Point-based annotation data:
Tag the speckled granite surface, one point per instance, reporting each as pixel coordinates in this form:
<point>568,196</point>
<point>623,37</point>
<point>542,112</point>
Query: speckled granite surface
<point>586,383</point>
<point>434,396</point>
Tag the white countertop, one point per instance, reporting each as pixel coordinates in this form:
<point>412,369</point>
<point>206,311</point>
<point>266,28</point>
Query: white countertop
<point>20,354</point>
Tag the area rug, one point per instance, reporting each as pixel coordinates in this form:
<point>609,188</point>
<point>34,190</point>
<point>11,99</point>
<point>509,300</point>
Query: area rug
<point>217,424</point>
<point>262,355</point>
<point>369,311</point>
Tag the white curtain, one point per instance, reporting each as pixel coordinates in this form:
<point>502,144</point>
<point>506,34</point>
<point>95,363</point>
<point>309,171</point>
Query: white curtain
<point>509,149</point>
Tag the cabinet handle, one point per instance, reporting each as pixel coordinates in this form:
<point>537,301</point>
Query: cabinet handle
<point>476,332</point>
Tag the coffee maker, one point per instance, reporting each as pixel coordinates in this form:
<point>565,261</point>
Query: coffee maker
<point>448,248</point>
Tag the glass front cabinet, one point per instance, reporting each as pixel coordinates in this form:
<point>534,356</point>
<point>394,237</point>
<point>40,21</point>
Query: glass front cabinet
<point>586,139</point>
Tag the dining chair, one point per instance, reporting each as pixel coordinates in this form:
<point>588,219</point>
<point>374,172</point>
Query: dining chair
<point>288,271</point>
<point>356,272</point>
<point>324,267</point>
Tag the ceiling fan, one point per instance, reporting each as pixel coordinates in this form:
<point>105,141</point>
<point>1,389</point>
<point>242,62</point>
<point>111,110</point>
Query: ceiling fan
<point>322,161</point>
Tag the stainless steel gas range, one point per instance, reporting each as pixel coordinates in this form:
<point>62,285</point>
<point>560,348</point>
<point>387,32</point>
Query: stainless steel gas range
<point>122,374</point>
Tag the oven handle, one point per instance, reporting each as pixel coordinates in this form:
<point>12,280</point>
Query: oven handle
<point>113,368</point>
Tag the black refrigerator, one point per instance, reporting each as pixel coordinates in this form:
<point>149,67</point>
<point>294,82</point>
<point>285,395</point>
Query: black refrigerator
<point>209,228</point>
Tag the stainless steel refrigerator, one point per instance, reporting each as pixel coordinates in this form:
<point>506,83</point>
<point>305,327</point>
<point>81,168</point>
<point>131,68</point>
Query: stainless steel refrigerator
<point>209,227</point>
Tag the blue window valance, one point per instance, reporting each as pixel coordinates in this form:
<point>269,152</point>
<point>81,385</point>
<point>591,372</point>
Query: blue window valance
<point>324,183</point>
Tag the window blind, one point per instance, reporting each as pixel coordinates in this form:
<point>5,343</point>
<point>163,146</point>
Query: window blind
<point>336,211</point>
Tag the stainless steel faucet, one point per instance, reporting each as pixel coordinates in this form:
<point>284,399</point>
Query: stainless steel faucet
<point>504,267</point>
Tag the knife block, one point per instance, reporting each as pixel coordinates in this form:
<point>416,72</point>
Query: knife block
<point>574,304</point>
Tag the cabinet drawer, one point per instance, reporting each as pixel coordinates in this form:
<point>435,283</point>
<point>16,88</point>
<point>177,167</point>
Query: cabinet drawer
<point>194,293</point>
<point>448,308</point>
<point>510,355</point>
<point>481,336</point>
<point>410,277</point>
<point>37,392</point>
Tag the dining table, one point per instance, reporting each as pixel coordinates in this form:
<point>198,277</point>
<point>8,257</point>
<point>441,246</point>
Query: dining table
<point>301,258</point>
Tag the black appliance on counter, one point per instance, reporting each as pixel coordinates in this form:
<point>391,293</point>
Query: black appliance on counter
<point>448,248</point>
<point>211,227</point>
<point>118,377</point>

Given task »
Write out the listing again, swapping every "Query" for "Target" and leaving everything else the same.

Solution for this problem »
Tag the speckled granite surface, one point per instance, reporting each as pixel coordinates in this form:
<point>568,196</point>
<point>623,37</point>
<point>542,112</point>
Target: speckled granite surface
<point>586,383</point>
<point>434,396</point>
Tag the white countertop, one point per instance, reporting each as pixel coordinates in this form:
<point>412,369</point>
<point>206,311</point>
<point>266,28</point>
Target: white countertop
<point>20,354</point>
Tag the area rug, one point per instance, reporting each as pixel coordinates in this form:
<point>609,188</point>
<point>34,190</point>
<point>11,99</point>
<point>509,300</point>
Target: area rug
<point>217,424</point>
<point>262,355</point>
<point>369,311</point>
Tag the white curtain, one point per instance, reporting each as pixel coordinates in this form:
<point>502,144</point>
<point>506,34</point>
<point>95,363</point>
<point>309,171</point>
Target: white curtain
<point>509,149</point>
Tag the cabinet handle, one point per instance, reporting each as pixel coordinates in this form:
<point>537,301</point>
Target: cabinet handle
<point>476,332</point>
Tag the coffee maker, one point per instance, reporting each as pixel coordinates in this form:
<point>565,261</point>
Target: coffee maker
<point>448,248</point>
Tag the glass front cabinet, one point per instance, reporting each as pixel coordinates in this form:
<point>534,356</point>
<point>394,237</point>
<point>40,21</point>
Target: glass front cabinet
<point>586,139</point>
Tag the dining chair, one point per instance, reporting each as pixel coordinates in this form:
<point>588,219</point>
<point>374,172</point>
Target: dining chair
<point>288,271</point>
<point>356,272</point>
<point>324,267</point>
Tag the ceiling fan, one point per instance, reporting each as pixel coordinates in this form:
<point>105,141</point>
<point>1,389</point>
<point>242,62</point>
<point>111,110</point>
Target: ceiling fan
<point>322,161</point>
Tag the stainless steel gas range, one point per instance, reporting each as pixel coordinates in this form:
<point>62,285</point>
<point>560,348</point>
<point>387,32</point>
Target: stainless steel gas range
<point>122,374</point>
Tag the oven handle, one point per instance, reporting each as pixel coordinates in this form:
<point>12,280</point>
Target: oven handle
<point>113,368</point>
Tag the black refrigerator, one point per instance, reporting each as pixel coordinates in this form:
<point>149,67</point>
<point>294,82</point>
<point>285,395</point>
Target: black refrigerator
<point>209,228</point>
Tag the stainless steel refrigerator, one point per instance, reporting each as pixel coordinates in this form:
<point>506,83</point>
<point>305,327</point>
<point>81,168</point>
<point>131,68</point>
Target: stainless steel refrigerator
<point>209,227</point>
Tag the blue window valance, one point per instance, reporting each as pixel coordinates in this form:
<point>269,152</point>
<point>81,385</point>
<point>591,372</point>
Target: blue window valance
<point>324,183</point>
Tag the window blind, one point per instance, reporting each as pixel coordinates in this form:
<point>5,343</point>
<point>163,146</point>
Target: window blind
<point>336,211</point>
Tag the stainless steel faucet, one point per instance, reporting each as pixel coordinates in this form:
<point>284,399</point>
Target: stainless steel faucet
<point>504,267</point>
Tag the knife block, one point per instance, reporting each as pixel coordinates in this form:
<point>416,72</point>
Target: knife block
<point>574,304</point>
Tag the cabinet drawer, one point per instance, reporting each as pixel coordinates in this form:
<point>435,283</point>
<point>16,88</point>
<point>177,167</point>
Target: cabinet drawer
<point>194,293</point>
<point>448,308</point>
<point>510,355</point>
<point>481,336</point>
<point>410,277</point>
<point>37,392</point>
Tag the dining table, one point per instance, reporting each as pixel coordinates in this form:
<point>198,277</point>
<point>8,257</point>
<point>441,246</point>
Target: dining table
<point>301,258</point>
Tag the black appliance on counter, one point per instance, reporting each as pixel coordinates in this form:
<point>391,293</point>
Target: black appliance on counter
<point>448,248</point>
<point>211,227</point>
<point>118,377</point>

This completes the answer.